Instruction: Turn every line of the records below into a JSON list of strings, one string per line, skipping any blank lines.

[begin Entries shown]

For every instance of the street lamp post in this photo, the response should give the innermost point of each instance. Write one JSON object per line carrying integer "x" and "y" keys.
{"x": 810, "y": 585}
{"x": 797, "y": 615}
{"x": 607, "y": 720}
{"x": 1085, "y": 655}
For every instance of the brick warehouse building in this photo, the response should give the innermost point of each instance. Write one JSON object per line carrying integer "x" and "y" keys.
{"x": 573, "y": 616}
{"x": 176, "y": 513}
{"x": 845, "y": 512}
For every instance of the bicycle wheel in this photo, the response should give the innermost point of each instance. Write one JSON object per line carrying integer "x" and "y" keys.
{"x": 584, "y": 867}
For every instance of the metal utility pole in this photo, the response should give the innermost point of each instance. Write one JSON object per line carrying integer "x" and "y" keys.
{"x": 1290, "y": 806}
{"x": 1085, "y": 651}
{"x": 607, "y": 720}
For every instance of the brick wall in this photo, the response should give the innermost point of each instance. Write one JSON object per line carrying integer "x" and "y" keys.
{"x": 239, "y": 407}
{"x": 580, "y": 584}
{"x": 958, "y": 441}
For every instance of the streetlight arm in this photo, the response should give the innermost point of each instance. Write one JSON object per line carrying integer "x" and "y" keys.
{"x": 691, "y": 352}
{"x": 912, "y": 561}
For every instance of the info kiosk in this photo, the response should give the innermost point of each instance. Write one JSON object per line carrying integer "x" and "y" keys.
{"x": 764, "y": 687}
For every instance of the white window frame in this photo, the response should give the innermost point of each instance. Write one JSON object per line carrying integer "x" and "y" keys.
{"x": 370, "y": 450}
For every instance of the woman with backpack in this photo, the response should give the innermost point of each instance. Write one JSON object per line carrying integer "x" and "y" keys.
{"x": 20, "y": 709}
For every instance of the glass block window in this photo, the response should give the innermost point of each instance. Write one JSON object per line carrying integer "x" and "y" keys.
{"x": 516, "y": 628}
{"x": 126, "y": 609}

[end Entries shown]

The completed task:
[
  "For every instance of the street lamp post in this photo, the response should give the innermost point of each instance. Write one JSON object per line carrying integer \"x\" and \"y\" keys.",
  "{\"x\": 810, \"y\": 585}",
  "{\"x\": 797, \"y\": 615}",
  "{\"x\": 607, \"y\": 720}",
  "{\"x\": 1085, \"y\": 655}",
  "For every instance of the brick warehouse building in this photo, the response should give the innermost point of each instance. Write one JSON object per line carrying integer \"x\" and \"y\" keys.",
  "{\"x\": 573, \"y\": 616}",
  "{\"x\": 176, \"y\": 513}",
  "{\"x\": 845, \"y\": 512}",
  "For every instance of the bicycle wheel in this photo, the response should give the innermost point of each instance. Write one JSON object per line carrying integer \"x\" and \"y\" keys.",
  "{\"x\": 584, \"y\": 867}",
  "For every instance of the metal utility pole in this photo, the response should give the innermost point of each instance. Write one JSON object per line carrying integer \"x\" and \"y\" keys.",
  "{\"x\": 1290, \"y\": 806}",
  "{\"x\": 1085, \"y\": 651}",
  "{\"x\": 607, \"y\": 720}",
  "For every instance of the brick wall in this photo, the response should give the innermost point of each instance. Write one JSON object per line carrying integer \"x\" and \"y\" keys.",
  "{\"x\": 239, \"y\": 407}",
  "{\"x\": 580, \"y\": 584}",
  "{\"x\": 958, \"y\": 441}",
  "For every instance of the streetlight arm in this photo, the response should give the innermost point of each instance. Write one JSON object per line carrying integer \"x\" and \"y\" keys.",
  "{\"x\": 691, \"y\": 352}",
  "{\"x\": 912, \"y\": 561}",
  "For every instance of the info kiosk in this photo, the response should give the innermost point of each instance. Write one JSON object per line carrying integer \"x\" and \"y\" keys.",
  "{\"x\": 764, \"y\": 687}",
  "For every instance of the white window frame in this photo, the response should give the innermost point of each instance. Write one JSON object per line carrying integer \"x\" and \"y\" keys.",
  "{\"x\": 370, \"y\": 450}",
  "For every instance of the woman with backpack in this photo, the response should give the innermost point of each instance. Write one JSON object per line carrying integer \"x\" and \"y\" keys.",
  "{\"x\": 20, \"y\": 709}",
  "For every instance of the glass block window in this photo, the response should give the innermost point of each instance. Write one JSON object per line carrying integer \"x\" and \"y\" keys.",
  "{\"x\": 516, \"y\": 628}",
  "{\"x\": 126, \"y\": 609}"
]